Problems and tasks:
**1.** According to the Aspire TV excerpt, on what date did the channel launch?
**2.** Reproduce the part of the Aspire TV excerpt that opens with the words containing "Australian television channel" and closes with "their swift discontinuation.".

Excerpt to read:
Australian television channel

Aspire TV was an Australian advertorial datacasting channel launched on 21 May 2013, owned by Southern Cross Austereo and Brand Developers, as a result of SCA bundling and discounting its television and radio advertising rates. The channel operated a full-time format of mostly US produced paid programming and, to a lesser extent, other paid program content including religious programming. Though datacasting was intended by the Labor government of the time to broadcast telecourses and other non-commercial content, without any legislative restriction on its use, most Australian broadcasters have utilized the datacasting services for teleshopping instead. For the most part however, the general public has ignored these datacasting teleshopping channels, resulting in their swift discontinuation.

Aspire TV ceased broadcasting in Tasmania and Darwin on 29 August 2015 in order to accommodate for the launch of Racing.com; and in Spencer Gulf, SA and Broken Hill, NSW via SGS/SCN on 1 July 2016.

On the same day, SCA switched its primarily affiliated Ten-affiliated stations to the Nine Network. Consequently, SCA's then new Nine-affiliates' channel listing was reshuffled to place Nine on channels 5 and 51, 9HD on channel 50, 9Gem on channel 52, 9Go! on channel 53, 9Life on channel 54, TBA on channel 55 and Aspire TV on channel 56. As a result, TVSN, which was previously broadcast on channel 54, moved to rival network WIN Television on channel 84.

In Northern NSW, Aspire TV ceased broadcasting via Ten Northern NSW on 31 August 2017, due to WIN Television taking over ownership of NRN. In Southern NSW, Regional Victoria and Regional Queensland, Aspire TV ceased broadcasting on 31 July 2021 to accommodate for the launch of Sky News Regional.

The logo and on-air graphics for Aspire TV were designed by Lucid Edge and Splash Agency respectively.

Dataset content:

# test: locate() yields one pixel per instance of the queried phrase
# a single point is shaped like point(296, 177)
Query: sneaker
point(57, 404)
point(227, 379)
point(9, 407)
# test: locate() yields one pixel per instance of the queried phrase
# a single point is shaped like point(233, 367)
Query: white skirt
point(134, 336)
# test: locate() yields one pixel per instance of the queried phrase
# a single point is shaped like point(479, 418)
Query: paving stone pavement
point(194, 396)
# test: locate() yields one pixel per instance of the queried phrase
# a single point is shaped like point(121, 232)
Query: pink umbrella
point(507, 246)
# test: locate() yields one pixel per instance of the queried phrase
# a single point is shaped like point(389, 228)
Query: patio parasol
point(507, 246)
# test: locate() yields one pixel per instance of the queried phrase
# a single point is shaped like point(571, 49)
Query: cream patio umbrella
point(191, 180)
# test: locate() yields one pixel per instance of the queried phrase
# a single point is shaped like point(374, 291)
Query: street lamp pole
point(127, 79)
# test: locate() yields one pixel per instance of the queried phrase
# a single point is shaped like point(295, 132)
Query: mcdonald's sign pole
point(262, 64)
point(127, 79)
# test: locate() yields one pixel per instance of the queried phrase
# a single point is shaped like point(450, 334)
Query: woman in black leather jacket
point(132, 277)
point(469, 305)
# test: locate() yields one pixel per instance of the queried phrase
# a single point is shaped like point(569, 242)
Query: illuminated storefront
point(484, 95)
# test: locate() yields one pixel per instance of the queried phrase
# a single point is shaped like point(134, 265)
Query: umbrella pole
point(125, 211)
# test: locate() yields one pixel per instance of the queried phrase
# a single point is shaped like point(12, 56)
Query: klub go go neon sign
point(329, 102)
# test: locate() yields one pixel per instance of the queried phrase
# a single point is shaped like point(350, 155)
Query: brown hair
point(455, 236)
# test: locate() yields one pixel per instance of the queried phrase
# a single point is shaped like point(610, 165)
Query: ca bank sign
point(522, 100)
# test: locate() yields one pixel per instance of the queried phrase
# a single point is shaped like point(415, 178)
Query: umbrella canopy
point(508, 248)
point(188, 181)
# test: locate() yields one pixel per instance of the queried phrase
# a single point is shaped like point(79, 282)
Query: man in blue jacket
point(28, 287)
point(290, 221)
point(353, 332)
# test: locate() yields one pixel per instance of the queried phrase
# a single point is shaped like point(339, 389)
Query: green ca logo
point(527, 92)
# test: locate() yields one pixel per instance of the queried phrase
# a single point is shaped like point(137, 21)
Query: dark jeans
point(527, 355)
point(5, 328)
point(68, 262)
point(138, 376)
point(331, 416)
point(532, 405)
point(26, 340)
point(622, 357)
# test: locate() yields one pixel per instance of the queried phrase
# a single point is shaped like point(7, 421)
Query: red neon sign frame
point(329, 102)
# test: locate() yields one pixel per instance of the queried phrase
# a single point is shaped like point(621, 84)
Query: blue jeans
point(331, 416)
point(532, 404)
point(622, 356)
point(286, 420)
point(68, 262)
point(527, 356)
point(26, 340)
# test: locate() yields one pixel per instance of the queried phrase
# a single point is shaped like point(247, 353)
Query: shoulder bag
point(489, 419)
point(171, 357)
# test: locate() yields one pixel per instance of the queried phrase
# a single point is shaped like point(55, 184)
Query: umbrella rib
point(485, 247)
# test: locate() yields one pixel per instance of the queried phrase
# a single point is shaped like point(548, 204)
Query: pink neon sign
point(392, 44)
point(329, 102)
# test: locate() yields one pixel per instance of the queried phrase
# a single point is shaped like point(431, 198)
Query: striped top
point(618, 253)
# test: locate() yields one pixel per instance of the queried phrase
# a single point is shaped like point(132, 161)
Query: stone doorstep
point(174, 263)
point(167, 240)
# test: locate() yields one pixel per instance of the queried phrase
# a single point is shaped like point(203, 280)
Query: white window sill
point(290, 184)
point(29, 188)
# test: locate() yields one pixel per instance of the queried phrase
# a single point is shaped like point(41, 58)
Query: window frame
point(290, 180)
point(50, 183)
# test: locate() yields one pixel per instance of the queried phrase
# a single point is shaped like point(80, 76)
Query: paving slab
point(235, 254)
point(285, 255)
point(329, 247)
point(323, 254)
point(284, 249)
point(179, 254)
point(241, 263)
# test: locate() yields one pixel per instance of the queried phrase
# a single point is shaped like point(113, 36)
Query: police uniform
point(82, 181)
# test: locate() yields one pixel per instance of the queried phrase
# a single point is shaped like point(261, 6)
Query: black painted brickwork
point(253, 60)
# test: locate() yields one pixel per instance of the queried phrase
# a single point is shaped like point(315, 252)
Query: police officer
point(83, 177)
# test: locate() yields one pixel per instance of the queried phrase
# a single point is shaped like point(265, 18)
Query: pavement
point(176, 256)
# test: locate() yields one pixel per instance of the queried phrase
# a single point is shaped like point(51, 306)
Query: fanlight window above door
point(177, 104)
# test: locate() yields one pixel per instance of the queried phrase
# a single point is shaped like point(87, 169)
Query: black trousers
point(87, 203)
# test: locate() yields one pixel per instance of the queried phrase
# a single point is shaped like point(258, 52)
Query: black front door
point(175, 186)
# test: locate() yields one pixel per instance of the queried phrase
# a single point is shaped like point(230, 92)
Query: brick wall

Results of the exercise:
**1.** 21 May 2013

**2.**
Australian television channel

Aspire TV was an Australian advertorial datacasting channel launched on 21 May 2013, owned by Southern Cross Austereo and Brand Developers, as a result of SCA bundling and discounting its television and radio advertising rates. The channel operated a full-time format of mostly US produced paid programming and, to a lesser extent, other paid program content including religious programming. Though datacasting was intended by the Labor government of the time to broadcast telecourses and other non-commercial content, without any legislative restriction on its use, most Australian broadcasters have utilized the datacasting services for teleshopping instead. For the most part however, the general public has ignored these datacasting teleshopping channels, resulting in their swift discontinuation.